(The task) Reproduce the listing below line for line, changing nothing.

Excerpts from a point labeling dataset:
:::
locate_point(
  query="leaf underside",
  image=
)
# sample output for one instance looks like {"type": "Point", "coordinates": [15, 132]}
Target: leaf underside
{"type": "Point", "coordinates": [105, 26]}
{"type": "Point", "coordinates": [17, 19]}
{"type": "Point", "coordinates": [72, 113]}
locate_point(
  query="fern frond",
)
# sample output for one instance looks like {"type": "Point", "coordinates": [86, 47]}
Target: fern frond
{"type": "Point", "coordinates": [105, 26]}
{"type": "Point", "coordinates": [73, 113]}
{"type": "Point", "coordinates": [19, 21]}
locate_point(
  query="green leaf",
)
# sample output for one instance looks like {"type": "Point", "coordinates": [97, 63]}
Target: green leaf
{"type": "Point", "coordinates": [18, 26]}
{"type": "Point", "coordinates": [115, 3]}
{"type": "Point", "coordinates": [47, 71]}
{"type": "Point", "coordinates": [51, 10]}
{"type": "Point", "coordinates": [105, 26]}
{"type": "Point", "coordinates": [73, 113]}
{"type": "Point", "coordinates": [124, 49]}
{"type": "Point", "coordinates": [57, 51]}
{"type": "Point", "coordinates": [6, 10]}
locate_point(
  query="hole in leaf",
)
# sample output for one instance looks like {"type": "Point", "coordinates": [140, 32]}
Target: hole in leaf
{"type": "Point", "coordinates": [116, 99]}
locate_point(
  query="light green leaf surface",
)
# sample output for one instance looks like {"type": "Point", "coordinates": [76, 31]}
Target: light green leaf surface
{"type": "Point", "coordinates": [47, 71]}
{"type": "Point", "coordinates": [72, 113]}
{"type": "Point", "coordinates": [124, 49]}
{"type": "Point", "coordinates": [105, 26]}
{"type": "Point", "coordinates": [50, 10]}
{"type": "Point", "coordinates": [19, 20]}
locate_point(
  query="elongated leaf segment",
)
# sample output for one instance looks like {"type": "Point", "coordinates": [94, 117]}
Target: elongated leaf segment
:::
(The solution)
locate_point(
  query="leaf underside",
  image=
)
# sample output for one instance looks like {"type": "Point", "coordinates": [15, 132]}
Target: leaf underside
{"type": "Point", "coordinates": [105, 26]}
{"type": "Point", "coordinates": [17, 19]}
{"type": "Point", "coordinates": [72, 113]}
locate_point(
  query="fern frond",
)
# sample output for one instance looks like {"type": "Point", "coordinates": [86, 47]}
Target: fern frond
{"type": "Point", "coordinates": [105, 26]}
{"type": "Point", "coordinates": [73, 113]}
{"type": "Point", "coordinates": [19, 21]}
locate_point(
  query="green leaf",
)
# sample output for one instance looks like {"type": "Point", "coordinates": [97, 63]}
Target: green leaf
{"type": "Point", "coordinates": [18, 26]}
{"type": "Point", "coordinates": [115, 3]}
{"type": "Point", "coordinates": [47, 71]}
{"type": "Point", "coordinates": [51, 10]}
{"type": "Point", "coordinates": [105, 26]}
{"type": "Point", "coordinates": [73, 113]}
{"type": "Point", "coordinates": [124, 49]}
{"type": "Point", "coordinates": [57, 51]}
{"type": "Point", "coordinates": [6, 10]}
locate_point(
  query="hole in leaf",
)
# sample output for one instance looks like {"type": "Point", "coordinates": [140, 32]}
Target: hole in leaf
{"type": "Point", "coordinates": [116, 99]}
locate_point(
  query="light green leaf surface",
)
# sample output for one instance looks like {"type": "Point", "coordinates": [76, 31]}
Target: light green leaf surface
{"type": "Point", "coordinates": [47, 71]}
{"type": "Point", "coordinates": [72, 113]}
{"type": "Point", "coordinates": [124, 49]}
{"type": "Point", "coordinates": [105, 26]}
{"type": "Point", "coordinates": [50, 10]}
{"type": "Point", "coordinates": [19, 20]}
locate_point(
  query="elongated leaf segment",
)
# sample output for one instance looks like {"type": "Point", "coordinates": [94, 117]}
Target: elongated leaf segment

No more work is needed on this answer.